▶ [WHAT IS REQUIRED]
Print the material underneath in full, keeping every line exactly as it is.

▶ [DATA FOR THIS EXERCISE]
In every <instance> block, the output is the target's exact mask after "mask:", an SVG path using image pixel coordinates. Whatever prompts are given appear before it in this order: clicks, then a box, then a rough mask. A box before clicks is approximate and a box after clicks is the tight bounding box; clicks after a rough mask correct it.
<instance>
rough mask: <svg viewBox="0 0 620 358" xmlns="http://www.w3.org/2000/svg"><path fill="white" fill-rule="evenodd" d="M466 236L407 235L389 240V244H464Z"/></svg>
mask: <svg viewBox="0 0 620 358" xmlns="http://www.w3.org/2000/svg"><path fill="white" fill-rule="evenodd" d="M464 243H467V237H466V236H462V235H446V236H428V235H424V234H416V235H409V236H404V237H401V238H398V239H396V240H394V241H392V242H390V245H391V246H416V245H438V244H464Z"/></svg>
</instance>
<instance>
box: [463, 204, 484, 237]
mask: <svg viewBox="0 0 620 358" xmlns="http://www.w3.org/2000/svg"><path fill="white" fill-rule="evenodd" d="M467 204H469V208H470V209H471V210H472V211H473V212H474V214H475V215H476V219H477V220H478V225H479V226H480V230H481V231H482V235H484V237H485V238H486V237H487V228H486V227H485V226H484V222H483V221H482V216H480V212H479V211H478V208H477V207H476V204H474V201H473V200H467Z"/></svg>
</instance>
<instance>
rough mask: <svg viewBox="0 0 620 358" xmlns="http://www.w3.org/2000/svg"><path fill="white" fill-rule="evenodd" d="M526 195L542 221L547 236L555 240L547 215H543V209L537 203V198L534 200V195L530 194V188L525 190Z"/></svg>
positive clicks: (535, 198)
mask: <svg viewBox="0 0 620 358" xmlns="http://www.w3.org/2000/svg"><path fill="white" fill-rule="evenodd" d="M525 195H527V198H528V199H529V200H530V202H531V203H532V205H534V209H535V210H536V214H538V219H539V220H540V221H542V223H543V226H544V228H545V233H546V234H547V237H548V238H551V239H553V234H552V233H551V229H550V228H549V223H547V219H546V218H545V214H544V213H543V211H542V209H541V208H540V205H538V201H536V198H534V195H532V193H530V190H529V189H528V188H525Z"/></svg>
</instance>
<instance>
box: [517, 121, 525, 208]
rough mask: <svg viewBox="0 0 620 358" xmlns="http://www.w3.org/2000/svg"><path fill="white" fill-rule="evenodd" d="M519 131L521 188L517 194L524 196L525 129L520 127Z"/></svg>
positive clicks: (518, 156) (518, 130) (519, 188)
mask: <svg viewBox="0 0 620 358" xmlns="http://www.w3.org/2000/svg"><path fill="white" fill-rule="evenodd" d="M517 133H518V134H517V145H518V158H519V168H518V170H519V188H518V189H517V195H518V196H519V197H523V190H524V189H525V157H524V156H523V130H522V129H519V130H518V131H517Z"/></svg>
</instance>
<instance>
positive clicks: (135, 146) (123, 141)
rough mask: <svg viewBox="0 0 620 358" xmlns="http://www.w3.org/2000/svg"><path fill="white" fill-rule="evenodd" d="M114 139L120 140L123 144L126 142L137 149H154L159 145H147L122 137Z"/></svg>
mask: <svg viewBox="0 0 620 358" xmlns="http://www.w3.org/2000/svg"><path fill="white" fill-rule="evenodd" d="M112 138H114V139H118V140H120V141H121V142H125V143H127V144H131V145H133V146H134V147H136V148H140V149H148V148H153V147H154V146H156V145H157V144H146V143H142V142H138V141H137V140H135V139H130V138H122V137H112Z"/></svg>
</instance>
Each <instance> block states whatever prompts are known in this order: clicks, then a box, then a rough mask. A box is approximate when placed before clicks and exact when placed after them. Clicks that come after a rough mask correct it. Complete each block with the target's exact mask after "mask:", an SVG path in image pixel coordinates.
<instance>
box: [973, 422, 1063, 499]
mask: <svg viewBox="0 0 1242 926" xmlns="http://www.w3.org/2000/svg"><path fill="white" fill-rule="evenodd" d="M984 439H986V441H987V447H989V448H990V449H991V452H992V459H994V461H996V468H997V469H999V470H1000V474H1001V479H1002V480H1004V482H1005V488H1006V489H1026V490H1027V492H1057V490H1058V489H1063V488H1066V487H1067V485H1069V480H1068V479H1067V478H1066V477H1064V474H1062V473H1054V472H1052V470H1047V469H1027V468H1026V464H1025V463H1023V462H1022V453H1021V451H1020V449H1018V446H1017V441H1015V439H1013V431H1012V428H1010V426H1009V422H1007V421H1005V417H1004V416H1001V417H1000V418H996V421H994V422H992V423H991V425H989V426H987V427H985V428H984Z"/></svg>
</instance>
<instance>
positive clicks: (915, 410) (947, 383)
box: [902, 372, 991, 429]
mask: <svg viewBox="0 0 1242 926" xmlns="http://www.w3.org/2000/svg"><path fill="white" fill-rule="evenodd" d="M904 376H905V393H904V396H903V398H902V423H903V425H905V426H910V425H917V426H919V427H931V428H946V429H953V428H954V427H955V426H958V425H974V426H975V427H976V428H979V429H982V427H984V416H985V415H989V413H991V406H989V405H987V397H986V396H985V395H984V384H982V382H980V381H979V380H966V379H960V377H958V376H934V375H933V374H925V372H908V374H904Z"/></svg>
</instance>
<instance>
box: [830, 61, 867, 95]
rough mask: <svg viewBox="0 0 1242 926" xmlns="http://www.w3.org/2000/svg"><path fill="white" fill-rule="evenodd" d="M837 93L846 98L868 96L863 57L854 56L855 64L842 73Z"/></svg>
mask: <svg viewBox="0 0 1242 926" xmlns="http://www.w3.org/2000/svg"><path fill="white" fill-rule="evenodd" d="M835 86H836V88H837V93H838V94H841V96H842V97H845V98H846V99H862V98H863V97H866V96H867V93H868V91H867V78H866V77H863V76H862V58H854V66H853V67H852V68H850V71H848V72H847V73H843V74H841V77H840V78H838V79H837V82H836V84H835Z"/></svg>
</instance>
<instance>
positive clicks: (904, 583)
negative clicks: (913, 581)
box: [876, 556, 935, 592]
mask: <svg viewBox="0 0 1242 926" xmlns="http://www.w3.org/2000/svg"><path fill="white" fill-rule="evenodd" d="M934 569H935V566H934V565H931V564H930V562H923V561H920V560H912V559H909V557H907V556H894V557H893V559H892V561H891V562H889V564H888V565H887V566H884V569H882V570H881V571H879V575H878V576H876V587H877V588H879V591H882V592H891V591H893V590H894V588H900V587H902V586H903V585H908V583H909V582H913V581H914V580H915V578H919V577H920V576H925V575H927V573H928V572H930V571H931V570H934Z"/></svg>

▶ [RESULT OF THE EXERCISE]
In every <instance> block, the output is the target's exact mask after "mask:", an SVG path using image pixel coordinates. Whatever prompts are given appear before it in this order: clicks, then a box, then a rough mask. A box before clicks is approximate and a box after clicks is the tight bounding box; clicks after a rough mask correct it.
<instance>
rough mask: <svg viewBox="0 0 620 358" xmlns="http://www.w3.org/2000/svg"><path fill="white" fill-rule="evenodd" d="M466 236L407 235L389 240V244H464Z"/></svg>
mask: <svg viewBox="0 0 620 358" xmlns="http://www.w3.org/2000/svg"><path fill="white" fill-rule="evenodd" d="M464 243H467V237H466V236H462V235H446V236H428V235H424V234H416V235H409V236H404V237H401V238H398V239H396V240H394V241H392V242H390V245H391V246H416V245H438V244H464Z"/></svg>
</instance>
<instance>
box: [463, 204, 484, 237]
mask: <svg viewBox="0 0 620 358" xmlns="http://www.w3.org/2000/svg"><path fill="white" fill-rule="evenodd" d="M467 204H469V208H470V209H471V210H472V211H473V212H474V214H475V215H476V219H477V220H478V225H479V226H480V230H481V231H482V235H484V237H485V238H486V237H487V228H486V227H485V226H484V222H483V221H482V216H480V212H479V211H478V208H477V207H476V204H474V201H473V200H467Z"/></svg>
</instance>
<instance>
rough mask: <svg viewBox="0 0 620 358" xmlns="http://www.w3.org/2000/svg"><path fill="white" fill-rule="evenodd" d="M526 195L542 221L547 236L555 240L547 215H543V209L537 203V198L534 200V195L530 194V188L525 190Z"/></svg>
positive clicks: (535, 198)
mask: <svg viewBox="0 0 620 358" xmlns="http://www.w3.org/2000/svg"><path fill="white" fill-rule="evenodd" d="M525 195H527V198H528V199H529V200H530V202H531V203H532V205H534V209H535V210H536V214H538V219H539V220H540V221H542V223H543V226H544V228H545V233H546V234H547V237H548V238H551V239H553V234H552V233H551V229H550V228H549V223H547V219H546V218H545V214H544V213H543V211H542V209H541V208H540V205H538V201H536V198H534V195H532V193H530V190H529V189H528V188H525Z"/></svg>
</instance>
<instance>
box: [517, 121, 525, 208]
rough mask: <svg viewBox="0 0 620 358" xmlns="http://www.w3.org/2000/svg"><path fill="white" fill-rule="evenodd" d="M519 131L521 188L517 194L524 196L525 129L520 127Z"/></svg>
positive clicks: (518, 156) (518, 130) (519, 188)
mask: <svg viewBox="0 0 620 358" xmlns="http://www.w3.org/2000/svg"><path fill="white" fill-rule="evenodd" d="M517 133H518V134H517V145H518V158H519V168H518V170H519V188H518V189H517V195H518V196H519V197H523V190H524V189H525V157H524V156H523V130H522V129H519V130H518V131H517Z"/></svg>
</instance>
<instance>
positive clicks: (135, 146) (123, 141)
rough mask: <svg viewBox="0 0 620 358" xmlns="http://www.w3.org/2000/svg"><path fill="white" fill-rule="evenodd" d="M114 139L120 140L123 144L126 142L137 149H154L159 145H147L122 137Z"/></svg>
mask: <svg viewBox="0 0 620 358" xmlns="http://www.w3.org/2000/svg"><path fill="white" fill-rule="evenodd" d="M112 138H114V139H118V140H120V141H121V142H125V143H127V144H131V145H133V146H134V147H136V148H140V149H148V148H153V147H154V146H156V145H157V144H146V143H142V142H138V141H137V140H135V139H130V138H122V137H112Z"/></svg>
</instance>
Each <instance> block states whatever prompts are known in this order: clicks, then a box, then a rough mask. A box is approximate when placed before clicks and exact when placed after them. Clicks that come after a rough mask correct it. Complete each block with the target's exact mask after "mask:", an SVG path in image pixel coordinates.
<instance>
box: [973, 422, 1063, 499]
mask: <svg viewBox="0 0 1242 926" xmlns="http://www.w3.org/2000/svg"><path fill="white" fill-rule="evenodd" d="M984 439H986V441H987V447H989V448H990V449H991V452H992V459H994V461H996V468H997V469H999V470H1000V474H1001V479H1002V480H1004V482H1005V488H1006V489H1026V490H1027V492H1057V490H1058V489H1063V488H1066V487H1067V485H1069V480H1068V479H1067V478H1066V477H1064V474H1062V473H1054V472H1052V470H1047V469H1027V468H1026V464H1025V463H1023V462H1022V453H1021V451H1020V449H1018V446H1017V441H1015V439H1013V431H1012V428H1010V426H1009V422H1007V421H1005V417H1004V416H1001V417H1000V418H996V421H994V422H992V423H991V425H989V426H987V427H985V428H984Z"/></svg>
</instance>
<instance>
positive clicks: (915, 410) (947, 383)
box: [902, 372, 991, 429]
mask: <svg viewBox="0 0 1242 926" xmlns="http://www.w3.org/2000/svg"><path fill="white" fill-rule="evenodd" d="M904 376H905V393H904V396H903V398H902V423H903V425H905V426H910V425H917V426H919V427H931V428H946V429H953V428H954V427H955V426H958V425H974V426H975V427H976V428H979V429H982V427H984V416H985V415H989V413H991V406H989V405H987V397H986V396H985V395H984V384H982V382H980V381H979V380H966V379H960V377H958V376H934V375H933V374H925V372H908V374H904Z"/></svg>
</instance>
<instance>
box: [830, 61, 867, 95]
rough mask: <svg viewBox="0 0 1242 926" xmlns="http://www.w3.org/2000/svg"><path fill="white" fill-rule="evenodd" d="M837 93L846 98L868 96L863 57L854 56L855 64L842 73Z"/></svg>
mask: <svg viewBox="0 0 1242 926" xmlns="http://www.w3.org/2000/svg"><path fill="white" fill-rule="evenodd" d="M835 86H836V88H837V93H838V94H841V96H842V97H845V98H846V99H862V98H863V97H866V96H867V93H868V91H867V78H866V77H863V76H862V58H854V66H853V67H852V68H850V71H848V72H847V73H843V74H841V77H840V78H838V79H837V82H836V84H835Z"/></svg>
</instance>
<instance>
positive clicks: (904, 583)
negative clicks: (913, 581)
box: [876, 556, 935, 592]
mask: <svg viewBox="0 0 1242 926" xmlns="http://www.w3.org/2000/svg"><path fill="white" fill-rule="evenodd" d="M934 569H935V566H934V565H931V564H930V562H923V561H920V560H912V559H909V557H907V556H894V557H893V559H892V561H891V562H889V564H888V565H887V566H884V569H882V570H881V571H879V575H878V576H876V587H877V588H879V591H882V592H891V591H893V590H894V588H900V587H902V586H903V585H908V583H909V582H913V581H914V580H915V578H919V577H920V576H925V575H927V573H928V572H930V571H931V570H934Z"/></svg>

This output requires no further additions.